BEGIN Task input

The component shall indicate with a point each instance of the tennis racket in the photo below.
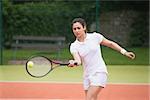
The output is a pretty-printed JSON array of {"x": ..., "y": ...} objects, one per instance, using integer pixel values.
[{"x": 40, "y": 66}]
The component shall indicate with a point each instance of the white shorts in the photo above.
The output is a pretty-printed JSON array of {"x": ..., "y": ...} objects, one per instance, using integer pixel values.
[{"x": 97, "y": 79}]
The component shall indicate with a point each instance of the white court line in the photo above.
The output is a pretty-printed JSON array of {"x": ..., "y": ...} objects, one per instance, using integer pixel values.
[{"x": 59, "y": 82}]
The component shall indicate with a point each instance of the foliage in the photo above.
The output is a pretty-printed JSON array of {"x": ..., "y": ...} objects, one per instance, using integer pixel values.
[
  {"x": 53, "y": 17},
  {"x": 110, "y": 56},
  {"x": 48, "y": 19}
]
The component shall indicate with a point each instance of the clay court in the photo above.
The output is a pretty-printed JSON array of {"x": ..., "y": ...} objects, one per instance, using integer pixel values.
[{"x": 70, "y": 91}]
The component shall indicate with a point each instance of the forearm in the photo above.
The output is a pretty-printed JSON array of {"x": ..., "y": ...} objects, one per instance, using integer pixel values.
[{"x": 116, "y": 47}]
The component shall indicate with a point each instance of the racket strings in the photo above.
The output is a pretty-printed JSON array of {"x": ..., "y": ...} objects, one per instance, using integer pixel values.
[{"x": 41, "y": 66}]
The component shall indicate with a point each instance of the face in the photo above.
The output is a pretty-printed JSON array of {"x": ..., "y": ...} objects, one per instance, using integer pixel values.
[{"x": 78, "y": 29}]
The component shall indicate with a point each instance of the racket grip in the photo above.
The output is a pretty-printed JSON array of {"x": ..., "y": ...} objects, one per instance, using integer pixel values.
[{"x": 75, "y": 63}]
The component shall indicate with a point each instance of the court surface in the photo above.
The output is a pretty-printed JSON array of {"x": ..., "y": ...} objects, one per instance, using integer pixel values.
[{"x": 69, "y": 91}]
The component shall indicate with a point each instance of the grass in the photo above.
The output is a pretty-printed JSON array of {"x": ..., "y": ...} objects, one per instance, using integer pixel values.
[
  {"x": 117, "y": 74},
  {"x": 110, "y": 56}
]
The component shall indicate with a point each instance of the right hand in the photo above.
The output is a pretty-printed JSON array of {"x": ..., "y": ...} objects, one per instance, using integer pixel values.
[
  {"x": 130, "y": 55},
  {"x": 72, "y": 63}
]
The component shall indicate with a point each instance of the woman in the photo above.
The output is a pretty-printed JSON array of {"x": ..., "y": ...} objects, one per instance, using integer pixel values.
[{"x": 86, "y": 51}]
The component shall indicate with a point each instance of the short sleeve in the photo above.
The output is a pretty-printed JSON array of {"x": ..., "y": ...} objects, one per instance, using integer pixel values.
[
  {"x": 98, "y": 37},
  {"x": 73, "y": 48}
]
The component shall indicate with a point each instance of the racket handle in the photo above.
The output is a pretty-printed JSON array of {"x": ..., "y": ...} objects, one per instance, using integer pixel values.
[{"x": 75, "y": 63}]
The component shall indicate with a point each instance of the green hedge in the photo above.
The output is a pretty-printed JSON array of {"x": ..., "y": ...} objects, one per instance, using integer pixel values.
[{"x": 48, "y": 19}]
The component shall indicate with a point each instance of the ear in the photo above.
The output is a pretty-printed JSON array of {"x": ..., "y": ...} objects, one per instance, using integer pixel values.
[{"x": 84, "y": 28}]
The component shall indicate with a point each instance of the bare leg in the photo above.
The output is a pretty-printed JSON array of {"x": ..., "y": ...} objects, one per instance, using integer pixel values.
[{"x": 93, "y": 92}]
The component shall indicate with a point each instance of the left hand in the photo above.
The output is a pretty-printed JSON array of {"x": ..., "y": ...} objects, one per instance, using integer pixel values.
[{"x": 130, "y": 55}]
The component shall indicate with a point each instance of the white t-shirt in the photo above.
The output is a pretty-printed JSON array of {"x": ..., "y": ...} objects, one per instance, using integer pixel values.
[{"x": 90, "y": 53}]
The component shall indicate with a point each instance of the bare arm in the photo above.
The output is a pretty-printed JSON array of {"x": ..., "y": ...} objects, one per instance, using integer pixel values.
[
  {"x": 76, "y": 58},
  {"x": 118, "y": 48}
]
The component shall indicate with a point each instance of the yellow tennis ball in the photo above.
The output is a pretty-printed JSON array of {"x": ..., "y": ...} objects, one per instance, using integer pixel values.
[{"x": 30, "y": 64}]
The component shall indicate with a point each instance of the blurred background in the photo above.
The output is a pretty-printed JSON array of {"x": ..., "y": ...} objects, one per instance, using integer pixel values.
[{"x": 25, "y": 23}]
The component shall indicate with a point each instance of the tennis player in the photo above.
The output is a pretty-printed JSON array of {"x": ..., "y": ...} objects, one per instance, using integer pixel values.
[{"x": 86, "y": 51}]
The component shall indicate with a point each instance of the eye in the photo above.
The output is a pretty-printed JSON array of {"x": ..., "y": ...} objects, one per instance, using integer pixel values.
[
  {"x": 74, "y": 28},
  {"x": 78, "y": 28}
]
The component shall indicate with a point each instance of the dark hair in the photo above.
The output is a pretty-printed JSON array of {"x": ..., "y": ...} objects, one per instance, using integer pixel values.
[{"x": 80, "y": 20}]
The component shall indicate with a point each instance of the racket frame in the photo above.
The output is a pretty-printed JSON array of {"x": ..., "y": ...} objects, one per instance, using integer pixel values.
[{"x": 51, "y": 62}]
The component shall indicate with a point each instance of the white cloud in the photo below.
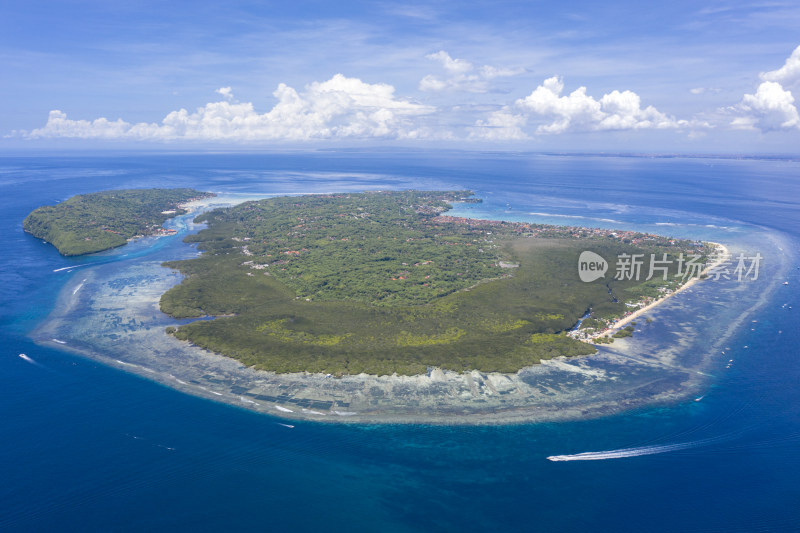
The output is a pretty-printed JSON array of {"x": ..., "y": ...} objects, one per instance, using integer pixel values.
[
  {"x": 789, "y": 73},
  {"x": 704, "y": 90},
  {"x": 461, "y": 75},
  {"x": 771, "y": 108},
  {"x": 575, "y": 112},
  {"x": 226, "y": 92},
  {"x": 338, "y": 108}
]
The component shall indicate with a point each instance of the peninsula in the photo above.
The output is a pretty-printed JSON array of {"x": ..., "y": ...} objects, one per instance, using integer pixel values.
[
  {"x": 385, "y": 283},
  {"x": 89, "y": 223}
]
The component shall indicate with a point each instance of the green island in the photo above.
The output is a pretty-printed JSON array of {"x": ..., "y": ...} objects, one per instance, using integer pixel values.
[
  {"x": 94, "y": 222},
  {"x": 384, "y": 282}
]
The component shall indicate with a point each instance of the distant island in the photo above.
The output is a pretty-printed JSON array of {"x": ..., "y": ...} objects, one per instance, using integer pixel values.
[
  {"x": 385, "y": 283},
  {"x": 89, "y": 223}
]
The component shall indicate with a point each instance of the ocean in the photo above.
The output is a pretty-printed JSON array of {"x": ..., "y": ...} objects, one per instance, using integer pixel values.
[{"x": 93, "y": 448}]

END Task input

**Work to complete:** Scan each line above for the string "court". Give the tally and nothing else.

**Problem solution:** 3